- [Direction 1]: Render the labeling entries below, from the line containing "slope with a tight axis-aligned box." through the line containing "349, 214, 374, 244", as a two-column CSV with columns instruction and boxes. Put one row per entry, with each field quoted and line breaks replaced by spaces.
## BEGIN Selected extract
The Danville Southern Pacific Train Depot in Danville, California is located at 205 Railroad Ave. and W Prospect Ave. It was built in 1891 on land donated by John Hartz which was erected when the Martinez line was extended south to San Ramon. The first train came on June 7, 1891. Passenger service ended in 1934. The Southern Pacific Railroad trains continued to pass through town with freight until 1978 when the line was abandoned. The building was sold in 1951 for the Danville Supply and Feed store. In June 1996, it was purchased and moved 100 yards. 

It was a passenger and freight station built to the design titled "Combination Station No. 22" out of standard designs of the Southern Pacific.

In 2018 it houses the Museum of the San Ramon Valley.  It lies along the Iron Horse Regional Trail, a rail trail formed from the converted Southern Pacific right of way.
## END Selected extract
## BEGIN Supplied information
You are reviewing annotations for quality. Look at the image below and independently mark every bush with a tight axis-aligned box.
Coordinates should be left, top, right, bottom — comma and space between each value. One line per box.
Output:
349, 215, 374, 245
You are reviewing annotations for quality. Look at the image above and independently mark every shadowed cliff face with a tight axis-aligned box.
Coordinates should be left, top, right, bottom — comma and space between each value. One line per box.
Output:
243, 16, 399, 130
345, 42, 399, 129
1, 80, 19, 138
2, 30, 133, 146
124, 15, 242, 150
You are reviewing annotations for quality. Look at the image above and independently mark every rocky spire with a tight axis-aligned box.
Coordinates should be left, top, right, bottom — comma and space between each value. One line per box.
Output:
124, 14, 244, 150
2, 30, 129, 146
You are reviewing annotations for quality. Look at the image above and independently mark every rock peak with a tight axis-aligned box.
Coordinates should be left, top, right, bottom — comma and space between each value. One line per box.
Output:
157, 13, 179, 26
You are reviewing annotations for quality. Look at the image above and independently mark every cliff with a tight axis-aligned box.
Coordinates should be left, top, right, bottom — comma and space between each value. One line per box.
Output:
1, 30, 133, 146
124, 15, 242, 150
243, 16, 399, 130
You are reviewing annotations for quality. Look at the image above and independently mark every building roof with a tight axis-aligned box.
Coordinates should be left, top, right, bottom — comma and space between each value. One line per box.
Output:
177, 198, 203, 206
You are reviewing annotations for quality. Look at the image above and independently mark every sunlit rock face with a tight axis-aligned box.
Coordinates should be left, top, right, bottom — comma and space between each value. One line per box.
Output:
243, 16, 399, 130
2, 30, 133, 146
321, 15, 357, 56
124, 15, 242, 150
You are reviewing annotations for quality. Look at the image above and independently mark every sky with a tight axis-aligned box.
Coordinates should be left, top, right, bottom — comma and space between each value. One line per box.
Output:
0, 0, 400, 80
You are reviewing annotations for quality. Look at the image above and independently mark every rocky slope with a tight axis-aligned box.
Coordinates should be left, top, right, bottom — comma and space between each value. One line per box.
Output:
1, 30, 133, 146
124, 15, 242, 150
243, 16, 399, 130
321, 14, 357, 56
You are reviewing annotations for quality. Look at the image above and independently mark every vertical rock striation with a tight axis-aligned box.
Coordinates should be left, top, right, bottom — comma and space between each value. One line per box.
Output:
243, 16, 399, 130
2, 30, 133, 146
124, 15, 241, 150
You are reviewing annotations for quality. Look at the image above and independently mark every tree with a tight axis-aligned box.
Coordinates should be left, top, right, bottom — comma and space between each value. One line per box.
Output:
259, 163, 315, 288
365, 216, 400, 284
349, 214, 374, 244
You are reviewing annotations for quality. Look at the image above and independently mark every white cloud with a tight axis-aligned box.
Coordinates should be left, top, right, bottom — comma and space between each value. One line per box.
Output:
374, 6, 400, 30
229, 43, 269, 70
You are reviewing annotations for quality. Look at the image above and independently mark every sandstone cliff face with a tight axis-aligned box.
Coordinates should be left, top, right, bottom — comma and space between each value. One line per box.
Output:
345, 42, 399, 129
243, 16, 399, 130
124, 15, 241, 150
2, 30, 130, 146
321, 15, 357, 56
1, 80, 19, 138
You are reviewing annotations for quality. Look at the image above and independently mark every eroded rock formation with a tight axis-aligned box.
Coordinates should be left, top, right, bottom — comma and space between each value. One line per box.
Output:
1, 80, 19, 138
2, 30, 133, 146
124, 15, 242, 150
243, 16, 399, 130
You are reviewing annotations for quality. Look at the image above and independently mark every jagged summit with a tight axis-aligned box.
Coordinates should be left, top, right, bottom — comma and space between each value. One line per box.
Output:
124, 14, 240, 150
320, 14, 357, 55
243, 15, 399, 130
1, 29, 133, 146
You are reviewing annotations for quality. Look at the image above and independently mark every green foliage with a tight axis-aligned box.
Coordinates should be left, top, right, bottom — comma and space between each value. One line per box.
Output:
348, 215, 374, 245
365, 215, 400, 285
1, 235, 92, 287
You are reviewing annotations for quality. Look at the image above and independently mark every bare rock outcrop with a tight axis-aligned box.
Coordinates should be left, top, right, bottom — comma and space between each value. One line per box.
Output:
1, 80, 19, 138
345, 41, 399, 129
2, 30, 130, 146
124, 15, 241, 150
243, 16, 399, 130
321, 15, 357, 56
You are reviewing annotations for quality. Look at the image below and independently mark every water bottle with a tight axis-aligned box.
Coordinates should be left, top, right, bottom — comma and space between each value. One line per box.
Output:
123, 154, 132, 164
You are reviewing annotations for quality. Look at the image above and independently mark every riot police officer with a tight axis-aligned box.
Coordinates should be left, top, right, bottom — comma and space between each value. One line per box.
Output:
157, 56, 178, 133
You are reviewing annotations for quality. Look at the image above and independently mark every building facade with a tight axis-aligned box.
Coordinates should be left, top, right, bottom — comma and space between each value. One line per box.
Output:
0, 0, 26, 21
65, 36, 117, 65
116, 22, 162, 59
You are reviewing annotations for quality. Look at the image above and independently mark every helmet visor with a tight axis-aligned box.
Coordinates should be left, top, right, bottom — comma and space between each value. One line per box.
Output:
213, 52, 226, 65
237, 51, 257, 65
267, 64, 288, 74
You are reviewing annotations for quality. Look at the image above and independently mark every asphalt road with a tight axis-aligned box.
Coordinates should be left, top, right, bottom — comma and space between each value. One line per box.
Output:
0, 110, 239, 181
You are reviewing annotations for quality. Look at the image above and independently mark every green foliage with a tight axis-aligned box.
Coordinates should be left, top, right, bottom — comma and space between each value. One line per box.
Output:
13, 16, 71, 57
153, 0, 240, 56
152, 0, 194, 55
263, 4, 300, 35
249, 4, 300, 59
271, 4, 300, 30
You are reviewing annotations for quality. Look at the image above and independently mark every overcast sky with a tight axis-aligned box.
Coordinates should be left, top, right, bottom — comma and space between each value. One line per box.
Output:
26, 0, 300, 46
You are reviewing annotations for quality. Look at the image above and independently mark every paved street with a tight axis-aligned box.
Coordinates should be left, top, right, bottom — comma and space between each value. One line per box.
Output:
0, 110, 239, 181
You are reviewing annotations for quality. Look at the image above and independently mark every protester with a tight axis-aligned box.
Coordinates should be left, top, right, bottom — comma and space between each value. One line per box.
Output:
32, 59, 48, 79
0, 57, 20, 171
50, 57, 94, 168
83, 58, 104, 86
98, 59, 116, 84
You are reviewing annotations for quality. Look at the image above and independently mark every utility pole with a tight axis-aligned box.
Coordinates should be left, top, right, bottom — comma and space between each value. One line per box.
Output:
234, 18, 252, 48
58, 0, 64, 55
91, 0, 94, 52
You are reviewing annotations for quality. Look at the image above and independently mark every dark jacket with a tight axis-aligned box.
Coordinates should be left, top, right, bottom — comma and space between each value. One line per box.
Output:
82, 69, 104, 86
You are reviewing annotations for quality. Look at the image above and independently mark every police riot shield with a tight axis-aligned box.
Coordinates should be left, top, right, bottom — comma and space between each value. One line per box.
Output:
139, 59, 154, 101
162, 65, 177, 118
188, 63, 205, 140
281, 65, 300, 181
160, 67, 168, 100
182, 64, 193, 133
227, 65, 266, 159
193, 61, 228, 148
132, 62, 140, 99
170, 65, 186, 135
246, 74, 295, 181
## END Supplied information
- [Direction 2]: Quote the passage on the Danville train depot in full, word for word.

- [Exercise output 1]:
instruction,boxes
"You are reviewing annotations for quality. Look at the image above and independently mark every rocky slope with a tight axis-aligned box. Coordinates should be left, top, right, bottom — comma and space between each value. One line per box. Output:","1, 30, 133, 146 124, 15, 242, 150 243, 16, 399, 130 321, 14, 357, 56"
"You are reviewing annotations for quality. Look at the image above and independently mark every vertical rock striation with a tight axis-aligned box. Coordinates should be left, top, right, bottom — comma and space between each value. One line per box. Output:","243, 16, 399, 130 2, 30, 133, 146 124, 15, 241, 150"
"You are reviewing annotations for quality. Look at the image above and independently mark every tree with a tight axis-aligned box. Coordinates should be left, top, right, bottom — comma and space between each value. One line per box. Output:","259, 163, 315, 288 365, 216, 400, 284 349, 214, 374, 244"

- [Exercise output 2]:
The Danville Southern Pacific Train Depot in Danville, California is located at 205 Railroad Ave. and W Prospect Ave. It was built in 1891 on land donated by John Hartz which was erected when the Martinez line was extended south to San Ramon. The first train came on June 7, 1891. Passenger service ended in 1934. The Southern Pacific Railroad trains continued to pass through town with freight until 1978 when the line was abandoned. The building was sold in 1951 for the Danville Supply and Feed store. In June 1996, it was purchased and moved 100 yards. 

It was a passenger and freight station built to the design titled "Combination Station No. 22" out of standard designs of the Southern Pacific.

In 2018 it houses the Museum of the San Ramon Valley.  It lies along the Iron Horse Regional Trail, a rail trail formed from the converted Southern Pacific right of way.